Begin Document segment

PR!

Yep, a running personal record.  A blistering 10:31/mile pace!

What?????

good internet friend asked me a week or so ago if I was still running and/or cycling.  Probably because I hadn’t been talking about it here.  Odd, considering the first word after my name in the blog title is “racing”.

Well, you long-time readers might recall my rudderless post early this year after a few years of running marathons and ultra-marathons.  Even without a goal to work toward, I decided that I needed to be at least fit enough to fake my way through a half-marathon at any time.  And I’ve held true to that, running a great 14-mile mountain route in late October with 6,000′ of elevation gain, 2/3 of which was in the first four miles.

Good times.

That came through a great six months of short, high intensity workouts, alternating days between Crossfit-style workouts and intervals.  I never ran more than just over seven miles during that time (at that was a fluke).  But the majority of my runs were quick, working on leg turnover and speed.

Anyway, so what’s that got to do with a PR?  Well, it’s the fastest I’ve run this course.  So that makes it a PR.

I covered .91 mile in 9:35.

Not much to get excited about, eh?  I guess it depends on perspective.

Here’s the profile.

End Document segment
Begin Dataset excerpts

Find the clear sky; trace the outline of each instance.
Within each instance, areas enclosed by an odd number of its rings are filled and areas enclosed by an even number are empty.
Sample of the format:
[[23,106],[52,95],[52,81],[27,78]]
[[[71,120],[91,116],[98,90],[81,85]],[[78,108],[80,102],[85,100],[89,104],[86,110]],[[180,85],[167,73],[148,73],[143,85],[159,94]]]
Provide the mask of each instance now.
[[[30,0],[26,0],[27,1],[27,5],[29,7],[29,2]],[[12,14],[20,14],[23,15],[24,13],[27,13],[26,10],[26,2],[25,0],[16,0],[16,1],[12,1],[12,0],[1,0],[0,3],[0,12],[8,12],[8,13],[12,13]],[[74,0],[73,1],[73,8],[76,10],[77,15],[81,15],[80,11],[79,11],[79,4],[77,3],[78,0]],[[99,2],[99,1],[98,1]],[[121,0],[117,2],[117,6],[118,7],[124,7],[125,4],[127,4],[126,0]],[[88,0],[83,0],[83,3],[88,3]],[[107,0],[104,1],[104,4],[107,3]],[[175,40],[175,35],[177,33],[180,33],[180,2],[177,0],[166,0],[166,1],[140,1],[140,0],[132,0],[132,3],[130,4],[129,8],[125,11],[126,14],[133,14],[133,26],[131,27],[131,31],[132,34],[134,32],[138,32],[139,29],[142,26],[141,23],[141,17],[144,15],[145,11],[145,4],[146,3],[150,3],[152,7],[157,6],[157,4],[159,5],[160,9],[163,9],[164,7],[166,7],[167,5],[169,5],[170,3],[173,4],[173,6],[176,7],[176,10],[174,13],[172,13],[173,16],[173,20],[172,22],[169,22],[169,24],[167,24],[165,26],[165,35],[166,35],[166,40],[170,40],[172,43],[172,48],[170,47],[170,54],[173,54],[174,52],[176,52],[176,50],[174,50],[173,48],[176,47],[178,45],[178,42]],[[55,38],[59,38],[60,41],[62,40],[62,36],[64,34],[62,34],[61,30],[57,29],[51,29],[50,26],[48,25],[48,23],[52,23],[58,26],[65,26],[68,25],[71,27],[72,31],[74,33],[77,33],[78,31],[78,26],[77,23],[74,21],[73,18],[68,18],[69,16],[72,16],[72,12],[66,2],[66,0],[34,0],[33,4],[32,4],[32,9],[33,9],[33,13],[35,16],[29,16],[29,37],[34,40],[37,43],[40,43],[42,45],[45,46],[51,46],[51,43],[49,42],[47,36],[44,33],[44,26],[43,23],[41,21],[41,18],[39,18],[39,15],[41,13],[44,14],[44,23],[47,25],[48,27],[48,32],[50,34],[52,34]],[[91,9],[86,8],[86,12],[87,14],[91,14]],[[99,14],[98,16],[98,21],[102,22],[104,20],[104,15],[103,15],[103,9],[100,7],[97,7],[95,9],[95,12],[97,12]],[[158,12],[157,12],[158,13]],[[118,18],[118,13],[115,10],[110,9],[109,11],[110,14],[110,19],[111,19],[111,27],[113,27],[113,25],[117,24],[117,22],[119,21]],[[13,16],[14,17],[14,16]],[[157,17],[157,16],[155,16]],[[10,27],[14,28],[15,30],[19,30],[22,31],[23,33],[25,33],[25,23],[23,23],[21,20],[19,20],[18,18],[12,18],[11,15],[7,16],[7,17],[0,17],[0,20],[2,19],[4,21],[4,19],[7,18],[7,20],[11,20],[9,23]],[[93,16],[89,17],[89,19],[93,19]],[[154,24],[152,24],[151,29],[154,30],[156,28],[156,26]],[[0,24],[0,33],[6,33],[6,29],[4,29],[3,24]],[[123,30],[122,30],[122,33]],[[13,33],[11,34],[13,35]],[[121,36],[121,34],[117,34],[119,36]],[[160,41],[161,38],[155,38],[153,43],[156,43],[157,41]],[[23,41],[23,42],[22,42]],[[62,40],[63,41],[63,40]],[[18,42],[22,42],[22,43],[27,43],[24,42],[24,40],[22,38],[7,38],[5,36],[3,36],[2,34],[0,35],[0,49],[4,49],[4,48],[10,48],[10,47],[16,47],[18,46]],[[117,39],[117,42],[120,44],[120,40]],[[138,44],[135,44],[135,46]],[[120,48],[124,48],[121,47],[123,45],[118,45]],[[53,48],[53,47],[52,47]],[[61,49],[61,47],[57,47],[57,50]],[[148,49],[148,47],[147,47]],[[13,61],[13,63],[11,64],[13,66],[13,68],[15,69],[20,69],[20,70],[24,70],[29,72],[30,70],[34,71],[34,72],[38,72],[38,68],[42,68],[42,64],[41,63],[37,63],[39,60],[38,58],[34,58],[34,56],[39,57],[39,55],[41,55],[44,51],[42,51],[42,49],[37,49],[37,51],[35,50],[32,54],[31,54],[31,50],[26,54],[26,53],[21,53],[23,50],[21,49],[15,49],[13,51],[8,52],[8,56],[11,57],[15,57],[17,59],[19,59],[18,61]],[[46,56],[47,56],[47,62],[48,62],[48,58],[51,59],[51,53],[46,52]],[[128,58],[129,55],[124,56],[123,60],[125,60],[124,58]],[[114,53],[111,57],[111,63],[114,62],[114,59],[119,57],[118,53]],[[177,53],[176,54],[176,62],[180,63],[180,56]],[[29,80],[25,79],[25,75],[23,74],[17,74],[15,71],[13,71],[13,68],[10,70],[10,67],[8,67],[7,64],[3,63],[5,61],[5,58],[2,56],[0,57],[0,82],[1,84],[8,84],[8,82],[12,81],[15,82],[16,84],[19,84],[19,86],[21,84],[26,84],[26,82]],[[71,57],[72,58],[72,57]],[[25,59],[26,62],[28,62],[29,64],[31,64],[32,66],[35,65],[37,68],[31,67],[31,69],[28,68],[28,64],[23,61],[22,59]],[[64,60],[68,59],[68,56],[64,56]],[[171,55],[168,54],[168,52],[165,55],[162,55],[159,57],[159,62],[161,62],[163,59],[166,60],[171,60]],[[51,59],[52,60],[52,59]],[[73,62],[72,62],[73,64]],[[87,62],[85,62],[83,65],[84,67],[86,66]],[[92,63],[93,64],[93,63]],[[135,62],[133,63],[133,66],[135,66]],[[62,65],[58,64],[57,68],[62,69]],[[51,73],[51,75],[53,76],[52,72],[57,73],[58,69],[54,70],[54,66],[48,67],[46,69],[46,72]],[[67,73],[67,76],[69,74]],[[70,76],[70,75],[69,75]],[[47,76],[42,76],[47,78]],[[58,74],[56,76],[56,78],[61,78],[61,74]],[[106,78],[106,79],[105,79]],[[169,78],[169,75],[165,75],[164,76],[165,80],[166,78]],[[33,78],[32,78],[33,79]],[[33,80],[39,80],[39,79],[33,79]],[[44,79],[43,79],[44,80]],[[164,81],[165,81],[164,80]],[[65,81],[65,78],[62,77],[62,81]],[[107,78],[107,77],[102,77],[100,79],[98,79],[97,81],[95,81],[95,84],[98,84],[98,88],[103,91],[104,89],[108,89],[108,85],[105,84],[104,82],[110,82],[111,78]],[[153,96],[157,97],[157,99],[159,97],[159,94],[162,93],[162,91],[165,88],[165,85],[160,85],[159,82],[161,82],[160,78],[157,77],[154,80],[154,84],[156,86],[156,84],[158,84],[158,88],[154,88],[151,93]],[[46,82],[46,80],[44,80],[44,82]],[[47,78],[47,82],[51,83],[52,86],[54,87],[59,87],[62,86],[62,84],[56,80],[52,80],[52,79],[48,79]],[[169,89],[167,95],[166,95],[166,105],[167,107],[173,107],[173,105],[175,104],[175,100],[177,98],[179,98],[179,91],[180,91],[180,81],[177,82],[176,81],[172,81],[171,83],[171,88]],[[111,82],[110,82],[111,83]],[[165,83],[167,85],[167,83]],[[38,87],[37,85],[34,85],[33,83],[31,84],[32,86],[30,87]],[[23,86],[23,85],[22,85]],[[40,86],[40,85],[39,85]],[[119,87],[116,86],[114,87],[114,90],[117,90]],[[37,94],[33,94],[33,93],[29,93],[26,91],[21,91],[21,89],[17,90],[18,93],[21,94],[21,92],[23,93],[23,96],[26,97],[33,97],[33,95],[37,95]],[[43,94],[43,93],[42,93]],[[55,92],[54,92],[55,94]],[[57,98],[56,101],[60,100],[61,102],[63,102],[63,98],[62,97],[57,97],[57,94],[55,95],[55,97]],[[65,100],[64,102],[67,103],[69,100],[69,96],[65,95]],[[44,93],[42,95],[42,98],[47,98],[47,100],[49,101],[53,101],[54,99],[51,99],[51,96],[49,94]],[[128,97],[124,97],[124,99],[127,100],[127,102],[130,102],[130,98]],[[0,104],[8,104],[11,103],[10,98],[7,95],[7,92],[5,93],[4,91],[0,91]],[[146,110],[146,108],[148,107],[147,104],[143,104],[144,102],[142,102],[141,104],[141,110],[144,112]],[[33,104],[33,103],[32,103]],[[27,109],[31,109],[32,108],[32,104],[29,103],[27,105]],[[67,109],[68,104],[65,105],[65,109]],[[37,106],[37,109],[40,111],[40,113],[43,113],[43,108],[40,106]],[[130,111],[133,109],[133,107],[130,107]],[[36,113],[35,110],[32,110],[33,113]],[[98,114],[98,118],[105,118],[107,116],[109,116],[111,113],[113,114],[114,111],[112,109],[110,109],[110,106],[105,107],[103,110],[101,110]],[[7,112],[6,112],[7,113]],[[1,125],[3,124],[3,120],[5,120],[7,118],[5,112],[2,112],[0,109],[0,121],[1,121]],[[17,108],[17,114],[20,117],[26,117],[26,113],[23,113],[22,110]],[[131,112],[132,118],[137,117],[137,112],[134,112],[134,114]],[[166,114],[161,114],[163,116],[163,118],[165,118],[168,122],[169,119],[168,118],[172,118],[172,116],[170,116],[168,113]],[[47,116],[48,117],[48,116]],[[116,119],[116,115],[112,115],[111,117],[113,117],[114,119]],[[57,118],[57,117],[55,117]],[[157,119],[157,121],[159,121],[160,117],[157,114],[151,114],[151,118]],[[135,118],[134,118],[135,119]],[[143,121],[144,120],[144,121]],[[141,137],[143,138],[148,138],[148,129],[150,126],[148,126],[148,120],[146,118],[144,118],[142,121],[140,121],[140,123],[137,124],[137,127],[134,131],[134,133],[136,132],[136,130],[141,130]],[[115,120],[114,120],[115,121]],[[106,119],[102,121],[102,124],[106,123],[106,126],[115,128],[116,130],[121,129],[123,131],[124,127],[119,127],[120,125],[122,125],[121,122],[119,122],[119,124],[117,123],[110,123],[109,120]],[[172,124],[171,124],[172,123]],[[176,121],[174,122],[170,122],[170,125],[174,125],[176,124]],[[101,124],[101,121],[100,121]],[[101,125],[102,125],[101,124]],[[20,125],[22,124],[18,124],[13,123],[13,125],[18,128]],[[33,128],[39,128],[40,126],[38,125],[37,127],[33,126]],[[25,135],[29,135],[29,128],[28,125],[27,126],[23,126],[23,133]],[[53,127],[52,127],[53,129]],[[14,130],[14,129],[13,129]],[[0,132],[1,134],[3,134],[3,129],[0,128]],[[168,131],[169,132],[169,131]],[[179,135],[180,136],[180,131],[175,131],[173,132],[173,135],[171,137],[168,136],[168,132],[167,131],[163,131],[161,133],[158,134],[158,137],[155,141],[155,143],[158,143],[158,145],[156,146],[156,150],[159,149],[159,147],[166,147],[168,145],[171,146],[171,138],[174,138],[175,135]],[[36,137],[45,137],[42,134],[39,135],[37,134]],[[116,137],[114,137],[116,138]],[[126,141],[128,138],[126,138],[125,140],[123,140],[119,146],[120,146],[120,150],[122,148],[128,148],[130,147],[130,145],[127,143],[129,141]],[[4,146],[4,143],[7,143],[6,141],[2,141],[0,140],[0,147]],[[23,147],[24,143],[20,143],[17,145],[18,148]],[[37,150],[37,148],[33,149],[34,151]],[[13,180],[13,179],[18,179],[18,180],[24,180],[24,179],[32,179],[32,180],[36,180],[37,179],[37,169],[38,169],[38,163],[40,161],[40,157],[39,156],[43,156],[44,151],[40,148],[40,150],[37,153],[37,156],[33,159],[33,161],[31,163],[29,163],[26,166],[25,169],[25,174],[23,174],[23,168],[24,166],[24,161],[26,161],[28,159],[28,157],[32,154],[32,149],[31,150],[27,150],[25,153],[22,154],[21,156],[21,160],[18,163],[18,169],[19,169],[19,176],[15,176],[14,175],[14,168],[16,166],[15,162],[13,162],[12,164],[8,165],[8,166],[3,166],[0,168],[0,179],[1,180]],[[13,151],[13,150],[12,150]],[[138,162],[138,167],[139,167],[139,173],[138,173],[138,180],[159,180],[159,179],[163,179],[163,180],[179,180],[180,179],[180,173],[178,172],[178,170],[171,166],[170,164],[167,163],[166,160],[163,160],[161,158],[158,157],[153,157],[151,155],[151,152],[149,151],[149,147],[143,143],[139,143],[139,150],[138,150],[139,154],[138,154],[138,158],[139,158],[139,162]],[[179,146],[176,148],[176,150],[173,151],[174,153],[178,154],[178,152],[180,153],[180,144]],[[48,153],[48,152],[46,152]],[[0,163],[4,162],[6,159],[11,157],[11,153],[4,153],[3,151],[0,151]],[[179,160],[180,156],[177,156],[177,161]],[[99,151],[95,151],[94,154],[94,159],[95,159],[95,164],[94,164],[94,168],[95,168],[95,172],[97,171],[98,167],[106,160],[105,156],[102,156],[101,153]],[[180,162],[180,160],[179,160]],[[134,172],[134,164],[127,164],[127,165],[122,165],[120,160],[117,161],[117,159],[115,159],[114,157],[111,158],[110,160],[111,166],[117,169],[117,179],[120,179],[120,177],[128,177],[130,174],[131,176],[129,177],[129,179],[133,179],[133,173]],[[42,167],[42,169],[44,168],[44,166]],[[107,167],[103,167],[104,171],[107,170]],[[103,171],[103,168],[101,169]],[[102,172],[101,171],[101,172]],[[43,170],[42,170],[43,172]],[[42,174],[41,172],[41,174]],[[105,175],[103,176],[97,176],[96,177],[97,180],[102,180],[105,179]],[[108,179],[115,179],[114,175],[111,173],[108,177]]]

End Dataset excerpts

Required tasks:
**a.** In the running post, how much elevation gain did the 14-mile mountain route in late October have?
**b.** Resume the running post from its final line.

Written answers:
**a.** 6,000 feet, two-thirds of it in the first four miles.

**b.**
That’s 350′ of gain in .91 miles.  Thanks to way too many steps to count.  Thankfully, I guess, someone painted a number on every single one.  But honestly, after 200 (just over a third of the way up), it just doesn’t freakin’ matter.

And if you pay attention to the grade percentage line (the thin brown line), you’ll see that there’s a good stretch of 55%.

That’s after the false flat about midway up, where the stairs turn slightly to the right.  Approaching that landing, you think you’re reaching the top.  Only to have your hopes crushed as you see the wall continue ahead of you.

But a run with a great group of fast guys will keep you from even noticing.

Because all you can see in front of you are two legs moving as fast as they dare and that ghastly sound coming from your mouth, a mixture of half gasp, half sob.

Perhaps a tonal shift as you lose two or three hopes and/or dreams.

So it wasn’t an organized race.  It wasn’t even on a calendar, other than an announcement for a farewell run for a great guy.  A farewell run that turned into a race for a few of us.  A race where the real speed demon didn’t show up, so I actually won this one by a few strides.

And if by winning I mean that I pushed my heart rate into numbers that have been impossible for some 15 years, then yeah, I won.

But that was yesterday.

Today was my first bicycle commute in over seven months.  A nice brisk 30F for the morning and a balmy 37F for the afternoon.  It sure made me look forward to riding through the winter, regardless of the weather.  Because, as the saying goes, there’s no such thing as bad weather, just bad clothing.

Besides, I’ve now got just four months to train the butt to be ready for a week of several back to back 200km rides.

I hope the legs are up for it.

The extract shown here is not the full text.